BEGIN DATA TO PROCESS

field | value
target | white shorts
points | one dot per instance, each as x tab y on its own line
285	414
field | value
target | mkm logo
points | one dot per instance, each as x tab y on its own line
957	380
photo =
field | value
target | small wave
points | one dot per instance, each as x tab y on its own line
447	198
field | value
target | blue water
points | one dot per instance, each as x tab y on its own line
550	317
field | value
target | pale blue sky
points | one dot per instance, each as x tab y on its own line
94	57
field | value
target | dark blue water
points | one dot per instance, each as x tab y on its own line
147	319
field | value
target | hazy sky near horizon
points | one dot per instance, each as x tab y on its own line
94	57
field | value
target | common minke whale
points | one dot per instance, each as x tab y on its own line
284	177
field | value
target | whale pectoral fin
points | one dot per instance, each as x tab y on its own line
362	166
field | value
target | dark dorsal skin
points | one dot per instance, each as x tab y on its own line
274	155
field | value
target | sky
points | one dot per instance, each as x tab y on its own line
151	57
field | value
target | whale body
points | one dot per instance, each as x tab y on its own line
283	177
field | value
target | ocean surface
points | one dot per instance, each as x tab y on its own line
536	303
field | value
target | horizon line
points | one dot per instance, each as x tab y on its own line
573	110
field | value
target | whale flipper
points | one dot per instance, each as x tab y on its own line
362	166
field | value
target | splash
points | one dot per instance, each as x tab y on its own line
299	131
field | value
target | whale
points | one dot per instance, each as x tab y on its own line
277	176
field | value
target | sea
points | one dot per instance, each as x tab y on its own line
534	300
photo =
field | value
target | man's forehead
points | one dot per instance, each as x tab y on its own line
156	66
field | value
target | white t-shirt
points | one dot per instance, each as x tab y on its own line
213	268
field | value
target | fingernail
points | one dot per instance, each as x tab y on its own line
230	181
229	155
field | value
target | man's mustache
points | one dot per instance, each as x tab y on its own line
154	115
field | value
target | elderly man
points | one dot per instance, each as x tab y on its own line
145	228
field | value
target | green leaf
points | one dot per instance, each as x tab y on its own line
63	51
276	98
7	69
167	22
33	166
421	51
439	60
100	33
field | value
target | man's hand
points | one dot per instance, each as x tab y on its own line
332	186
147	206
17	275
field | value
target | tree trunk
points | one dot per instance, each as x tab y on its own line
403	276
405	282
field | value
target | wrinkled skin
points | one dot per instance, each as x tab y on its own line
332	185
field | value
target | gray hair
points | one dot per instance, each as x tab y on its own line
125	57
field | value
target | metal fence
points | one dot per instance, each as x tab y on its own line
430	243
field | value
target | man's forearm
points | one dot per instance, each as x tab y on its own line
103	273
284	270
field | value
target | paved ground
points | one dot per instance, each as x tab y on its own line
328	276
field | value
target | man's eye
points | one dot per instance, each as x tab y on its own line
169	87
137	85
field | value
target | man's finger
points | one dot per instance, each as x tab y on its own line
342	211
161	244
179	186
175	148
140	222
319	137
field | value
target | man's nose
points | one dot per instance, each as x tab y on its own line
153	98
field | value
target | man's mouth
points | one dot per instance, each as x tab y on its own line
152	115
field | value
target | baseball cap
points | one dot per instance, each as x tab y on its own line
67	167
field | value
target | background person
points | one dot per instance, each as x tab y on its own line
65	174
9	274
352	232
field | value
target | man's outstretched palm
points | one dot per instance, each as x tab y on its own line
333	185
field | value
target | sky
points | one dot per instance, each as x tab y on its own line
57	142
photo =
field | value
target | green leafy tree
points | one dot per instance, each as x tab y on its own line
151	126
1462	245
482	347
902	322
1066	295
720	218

END DATA TO PROCESS

### [STATED PROBLEM]
Each entry above is to be printed again exactly.

### [FINAL ANSWER]
field | value
target | white shorts
points | one dot per instance, each as x tab y on its own line
285	414
field | value
target | mkm logo
points | one dot per instance, each as x tab y on its own line
957	380
photo =
field | value
target | small wave
points | one dot per instance, each as x tab y on its own line
447	198
field | value
target | blue water
points | one dot per instance, each as x tab y on its own line
550	317
field | value
target | pale blue sky
points | one dot per instance, each as x tab y on its own line
94	57
field | value
target | dark blue water
points | one dot per instance, each as x tab y on its own line
147	319
field | value
target | hazy sky near horizon
points | one dot per instance, each as x tab y on its own line
94	57
field | value
target | common minke whale
points | one dot per instance, each as x tab y on its own line
284	177
field | value
target | whale pectoral fin
points | one dot per instance, each as x tab y on its own line
362	166
field | value
target | dark dorsal skin
points | one dot per instance, each as x tab y on its own line
274	155
field | value
target | sky
points | one dot per instance, each as x tab y on its own line
151	57
field | value
target | whale body
points | one dot per instance, each as x tab y on its own line
283	177
field | value
target | ocean surface
points | one dot per instance, each as x tab y on its own line
536	303
field | value
target | horizon line
points | one dot per instance, each as x tab y on its own line
573	110
field | value
target | whale flipper
points | one dot per instance, each as x tab y on its own line
362	166
field | value
target | splash
points | one dot per instance, each as x tab y on its own line
299	131
field | value
target | whale
points | one dot per instance, each as x tab y on its own line
277	176
field | value
target | sea
points | one dot per instance, each as x tab y on its own line
534	300
photo =
field | value
target | man's forehead
points | one dot per instance, each as x tab y on its own line
156	66
field | value
target | white t-shirt
points | one dot per instance, each as x tab y on its own line
213	268
field | value
target | fingernail
points | one dot per instance, each as x tab y on its own line
230	181
229	155
field | value
target | man's mustache
points | one dot per instance, each as x tab y on its own line
154	115
field | value
target | elderly man
points | one dot per instance, each as x tab y on its own line
145	228
field | value
target | green leaf
points | one dot per instance, each as x tab y on its own line
63	51
276	98
7	69
167	22
33	166
421	51
439	60
100	33
field | value
target | man's hand
points | one dot per instance, each as x tab y on its own line
332	186
147	206
17	275
field | value
target | tree trunk
points | one dot per instance, each as x tab y on its own line
403	276
405	282
field | value
target | wrinkled skin
points | one dot per instance, each as x tab y on its own line
332	185
field | value
target | gray hair
points | one dot per instance, each as x tab y on its own line
125	57
field | value
target | metal fence
points | one dot per instance, each as x tab y on its own line
430	243
field | value
target | man's forearm
points | one dot per instance, each as x tab y on its own line
103	273
284	270
field | value
target | paved ground
points | one dot per instance, each as x tab y on its own line
328	276
field | value
target | man's eye
points | one dot per instance, each as x tab y on its own line
169	87
137	85
field | value
target | man's finger
points | one dot per instance, each as x tab y on its own line
342	211
161	244
179	186
175	148
140	222
319	137
field | value
target | man's nose
points | one dot per instance, each as x tab y on its own line
153	98
field | value
target | man's mouth
points | one dot per instance, each as x tab y on its own line
152	115
field | value
target | baseball cap
points | one dot per instance, each as x tab y on its own line
67	167
field | value
target | background person
points | one dot per instance, each as x tab y on its own line
65	174
9	274
352	232
field | value
target | man's outstretched palm
points | one dot per instance, each as x tab y on its own line
333	185
field | value
target | sky
points | one dot per instance, each as x tab y on its own line
57	142
photo =
field | value
target | green leafy tree
points | one dot per instance, each as x tab y on its own line
151	126
1462	245
482	347
902	322
1066	295
720	218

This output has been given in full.